━━━━━ Raw records

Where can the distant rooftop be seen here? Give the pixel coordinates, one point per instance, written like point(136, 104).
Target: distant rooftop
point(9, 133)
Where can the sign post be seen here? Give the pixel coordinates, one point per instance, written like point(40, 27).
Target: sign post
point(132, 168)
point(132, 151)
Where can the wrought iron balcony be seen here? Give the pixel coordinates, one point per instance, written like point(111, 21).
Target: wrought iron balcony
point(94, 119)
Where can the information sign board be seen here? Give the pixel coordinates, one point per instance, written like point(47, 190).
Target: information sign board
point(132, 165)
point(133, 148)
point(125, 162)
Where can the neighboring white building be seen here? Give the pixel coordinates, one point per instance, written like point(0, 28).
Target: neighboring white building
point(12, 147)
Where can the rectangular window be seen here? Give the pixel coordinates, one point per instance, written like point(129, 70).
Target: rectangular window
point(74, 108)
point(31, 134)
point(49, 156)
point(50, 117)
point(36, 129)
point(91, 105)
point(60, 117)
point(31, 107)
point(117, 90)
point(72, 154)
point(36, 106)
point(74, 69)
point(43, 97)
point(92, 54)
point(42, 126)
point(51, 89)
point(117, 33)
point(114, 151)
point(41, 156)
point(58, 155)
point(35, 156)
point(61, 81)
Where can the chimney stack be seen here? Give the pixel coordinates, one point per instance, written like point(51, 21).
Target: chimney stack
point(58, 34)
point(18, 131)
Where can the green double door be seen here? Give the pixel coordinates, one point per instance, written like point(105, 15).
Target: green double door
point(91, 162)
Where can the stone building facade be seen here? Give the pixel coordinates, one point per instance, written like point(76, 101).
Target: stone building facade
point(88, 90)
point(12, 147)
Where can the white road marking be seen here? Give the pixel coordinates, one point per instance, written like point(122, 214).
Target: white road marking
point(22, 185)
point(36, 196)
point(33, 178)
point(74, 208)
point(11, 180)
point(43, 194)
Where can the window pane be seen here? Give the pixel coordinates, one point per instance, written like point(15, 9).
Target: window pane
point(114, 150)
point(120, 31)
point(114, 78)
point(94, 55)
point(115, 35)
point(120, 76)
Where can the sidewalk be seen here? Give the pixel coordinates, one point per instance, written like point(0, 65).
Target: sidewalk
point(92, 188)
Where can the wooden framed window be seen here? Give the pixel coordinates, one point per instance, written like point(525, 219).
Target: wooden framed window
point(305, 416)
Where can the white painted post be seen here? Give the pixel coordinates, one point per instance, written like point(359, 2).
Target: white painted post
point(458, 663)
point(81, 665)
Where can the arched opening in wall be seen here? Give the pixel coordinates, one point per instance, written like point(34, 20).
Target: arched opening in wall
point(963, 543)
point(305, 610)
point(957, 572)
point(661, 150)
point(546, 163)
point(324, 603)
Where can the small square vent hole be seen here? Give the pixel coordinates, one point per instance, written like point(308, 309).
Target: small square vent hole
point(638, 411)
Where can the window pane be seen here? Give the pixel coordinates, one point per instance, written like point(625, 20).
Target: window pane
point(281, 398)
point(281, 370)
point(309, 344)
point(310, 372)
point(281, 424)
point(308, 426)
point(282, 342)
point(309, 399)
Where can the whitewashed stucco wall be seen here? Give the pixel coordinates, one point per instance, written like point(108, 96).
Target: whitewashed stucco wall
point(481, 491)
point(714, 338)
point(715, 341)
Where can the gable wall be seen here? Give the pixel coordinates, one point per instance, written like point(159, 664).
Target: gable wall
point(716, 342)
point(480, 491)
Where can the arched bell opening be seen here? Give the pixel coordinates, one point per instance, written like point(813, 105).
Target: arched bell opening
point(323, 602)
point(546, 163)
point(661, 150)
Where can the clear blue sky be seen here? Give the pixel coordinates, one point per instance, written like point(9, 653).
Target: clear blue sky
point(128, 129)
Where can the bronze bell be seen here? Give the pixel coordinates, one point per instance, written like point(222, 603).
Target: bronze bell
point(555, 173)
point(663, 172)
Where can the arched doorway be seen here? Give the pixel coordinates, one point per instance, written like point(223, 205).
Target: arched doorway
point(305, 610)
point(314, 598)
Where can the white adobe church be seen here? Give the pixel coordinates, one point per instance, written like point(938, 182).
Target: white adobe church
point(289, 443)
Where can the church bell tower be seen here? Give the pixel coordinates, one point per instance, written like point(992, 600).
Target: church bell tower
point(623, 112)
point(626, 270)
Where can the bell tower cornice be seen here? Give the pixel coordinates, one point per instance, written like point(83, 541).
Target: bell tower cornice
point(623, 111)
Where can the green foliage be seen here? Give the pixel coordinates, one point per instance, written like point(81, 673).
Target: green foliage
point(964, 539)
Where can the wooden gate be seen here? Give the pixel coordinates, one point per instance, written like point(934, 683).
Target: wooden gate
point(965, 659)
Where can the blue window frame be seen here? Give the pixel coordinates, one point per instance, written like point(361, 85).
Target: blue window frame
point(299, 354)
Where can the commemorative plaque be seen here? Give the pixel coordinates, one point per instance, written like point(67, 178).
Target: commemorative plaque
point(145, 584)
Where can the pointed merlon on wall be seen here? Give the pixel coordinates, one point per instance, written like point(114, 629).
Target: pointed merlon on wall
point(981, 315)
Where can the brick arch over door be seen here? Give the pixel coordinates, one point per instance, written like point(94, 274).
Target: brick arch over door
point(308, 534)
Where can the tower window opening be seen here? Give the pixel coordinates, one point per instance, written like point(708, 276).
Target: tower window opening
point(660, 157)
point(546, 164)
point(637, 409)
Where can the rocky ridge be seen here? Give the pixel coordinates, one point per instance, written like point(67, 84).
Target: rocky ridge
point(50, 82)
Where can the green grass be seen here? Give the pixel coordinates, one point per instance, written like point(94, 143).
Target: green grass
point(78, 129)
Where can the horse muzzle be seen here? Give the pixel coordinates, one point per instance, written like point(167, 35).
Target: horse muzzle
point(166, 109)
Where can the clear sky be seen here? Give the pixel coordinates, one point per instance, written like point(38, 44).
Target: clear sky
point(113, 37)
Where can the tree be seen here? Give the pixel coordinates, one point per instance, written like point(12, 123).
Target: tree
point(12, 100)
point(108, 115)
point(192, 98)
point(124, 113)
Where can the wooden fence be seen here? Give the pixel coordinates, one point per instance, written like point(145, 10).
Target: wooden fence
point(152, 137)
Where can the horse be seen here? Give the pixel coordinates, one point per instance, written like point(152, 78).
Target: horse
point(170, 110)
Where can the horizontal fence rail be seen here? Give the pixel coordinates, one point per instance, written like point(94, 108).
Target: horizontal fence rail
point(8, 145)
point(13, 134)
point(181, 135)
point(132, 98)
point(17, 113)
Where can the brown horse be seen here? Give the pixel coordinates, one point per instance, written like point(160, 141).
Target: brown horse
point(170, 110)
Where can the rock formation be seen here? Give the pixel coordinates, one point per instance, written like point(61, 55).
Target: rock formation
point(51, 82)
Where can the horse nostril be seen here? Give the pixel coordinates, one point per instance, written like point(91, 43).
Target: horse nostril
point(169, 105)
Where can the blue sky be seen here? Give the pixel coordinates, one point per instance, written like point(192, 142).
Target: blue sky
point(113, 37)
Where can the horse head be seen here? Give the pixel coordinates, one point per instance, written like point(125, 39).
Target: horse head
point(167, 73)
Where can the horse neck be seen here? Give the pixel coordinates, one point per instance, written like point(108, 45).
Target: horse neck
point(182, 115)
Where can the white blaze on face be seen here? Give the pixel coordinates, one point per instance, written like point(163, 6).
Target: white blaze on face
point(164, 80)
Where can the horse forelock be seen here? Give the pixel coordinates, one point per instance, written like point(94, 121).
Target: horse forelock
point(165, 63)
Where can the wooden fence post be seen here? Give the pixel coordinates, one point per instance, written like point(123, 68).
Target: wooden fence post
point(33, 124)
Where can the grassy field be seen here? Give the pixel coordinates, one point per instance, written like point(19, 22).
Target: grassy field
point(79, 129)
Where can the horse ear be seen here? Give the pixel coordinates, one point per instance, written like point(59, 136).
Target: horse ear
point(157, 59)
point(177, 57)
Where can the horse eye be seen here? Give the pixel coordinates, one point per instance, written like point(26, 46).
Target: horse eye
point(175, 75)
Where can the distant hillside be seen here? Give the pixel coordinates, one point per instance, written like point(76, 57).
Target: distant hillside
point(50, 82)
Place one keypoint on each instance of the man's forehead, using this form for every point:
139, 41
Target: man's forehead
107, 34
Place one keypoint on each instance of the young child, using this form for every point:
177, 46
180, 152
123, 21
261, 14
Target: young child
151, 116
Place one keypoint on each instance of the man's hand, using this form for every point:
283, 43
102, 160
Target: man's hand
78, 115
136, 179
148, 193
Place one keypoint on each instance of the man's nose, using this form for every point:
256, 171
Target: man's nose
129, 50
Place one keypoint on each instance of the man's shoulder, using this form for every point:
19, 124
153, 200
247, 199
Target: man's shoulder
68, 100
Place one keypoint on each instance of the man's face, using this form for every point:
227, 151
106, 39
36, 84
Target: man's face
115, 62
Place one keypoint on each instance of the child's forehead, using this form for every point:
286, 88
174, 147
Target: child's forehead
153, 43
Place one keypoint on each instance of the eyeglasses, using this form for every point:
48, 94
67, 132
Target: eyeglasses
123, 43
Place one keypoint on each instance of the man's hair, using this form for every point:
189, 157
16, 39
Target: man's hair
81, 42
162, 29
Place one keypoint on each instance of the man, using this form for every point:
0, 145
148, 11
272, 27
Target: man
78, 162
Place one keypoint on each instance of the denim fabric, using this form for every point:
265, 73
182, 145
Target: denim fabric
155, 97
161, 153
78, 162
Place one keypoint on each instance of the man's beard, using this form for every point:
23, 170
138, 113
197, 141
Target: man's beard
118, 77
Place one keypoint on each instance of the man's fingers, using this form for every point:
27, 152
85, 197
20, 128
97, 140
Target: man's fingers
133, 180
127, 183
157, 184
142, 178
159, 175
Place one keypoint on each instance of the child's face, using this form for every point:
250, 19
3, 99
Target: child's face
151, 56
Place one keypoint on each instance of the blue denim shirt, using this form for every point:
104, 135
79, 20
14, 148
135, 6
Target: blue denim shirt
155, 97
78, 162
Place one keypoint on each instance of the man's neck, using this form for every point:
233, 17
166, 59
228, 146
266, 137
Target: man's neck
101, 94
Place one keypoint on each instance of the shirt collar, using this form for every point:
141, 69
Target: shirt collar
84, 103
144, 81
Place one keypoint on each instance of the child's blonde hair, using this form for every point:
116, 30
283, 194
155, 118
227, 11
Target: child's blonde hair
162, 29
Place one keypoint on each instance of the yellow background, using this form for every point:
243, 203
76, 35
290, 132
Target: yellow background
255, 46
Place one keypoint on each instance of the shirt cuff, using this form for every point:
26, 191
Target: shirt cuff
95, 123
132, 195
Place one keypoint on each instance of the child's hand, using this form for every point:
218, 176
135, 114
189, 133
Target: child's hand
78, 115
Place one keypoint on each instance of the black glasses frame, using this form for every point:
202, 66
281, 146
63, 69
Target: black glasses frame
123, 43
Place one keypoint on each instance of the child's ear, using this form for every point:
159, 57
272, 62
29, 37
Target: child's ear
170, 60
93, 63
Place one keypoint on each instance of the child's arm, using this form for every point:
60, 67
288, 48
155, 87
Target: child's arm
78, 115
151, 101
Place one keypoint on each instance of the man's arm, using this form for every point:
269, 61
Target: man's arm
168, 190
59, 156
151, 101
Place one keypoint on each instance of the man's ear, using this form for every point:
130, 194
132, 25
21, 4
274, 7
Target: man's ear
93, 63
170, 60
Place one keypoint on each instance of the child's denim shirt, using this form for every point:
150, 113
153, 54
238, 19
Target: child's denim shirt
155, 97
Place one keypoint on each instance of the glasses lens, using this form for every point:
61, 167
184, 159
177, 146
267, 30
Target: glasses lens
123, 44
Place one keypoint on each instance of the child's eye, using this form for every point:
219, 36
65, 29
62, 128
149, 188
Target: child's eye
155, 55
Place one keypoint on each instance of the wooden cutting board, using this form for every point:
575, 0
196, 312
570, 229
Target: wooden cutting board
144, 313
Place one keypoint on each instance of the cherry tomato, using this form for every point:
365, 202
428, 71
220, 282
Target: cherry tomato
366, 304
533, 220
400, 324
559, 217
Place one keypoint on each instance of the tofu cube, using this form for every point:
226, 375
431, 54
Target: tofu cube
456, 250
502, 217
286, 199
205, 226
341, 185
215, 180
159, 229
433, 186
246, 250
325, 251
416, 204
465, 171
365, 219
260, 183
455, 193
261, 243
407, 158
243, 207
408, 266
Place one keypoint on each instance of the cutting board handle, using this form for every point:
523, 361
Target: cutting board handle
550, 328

━━━━━━━━━━

Recast the entries from the start through the line containing "point(132, 151)" as a numbered list, leaving out blank lines.

> Task answer:
1. Where can the distant rooftop be seen here? Give the pixel coordinates, one point per instance, written like point(136, 104).
2. Target: distant rooftop
3. point(9, 133)
4. Where can the sign post be seen here? Give the pixel coordinates, one point per instance, written like point(40, 27).
5. Target: sign post
6. point(132, 168)
7. point(132, 151)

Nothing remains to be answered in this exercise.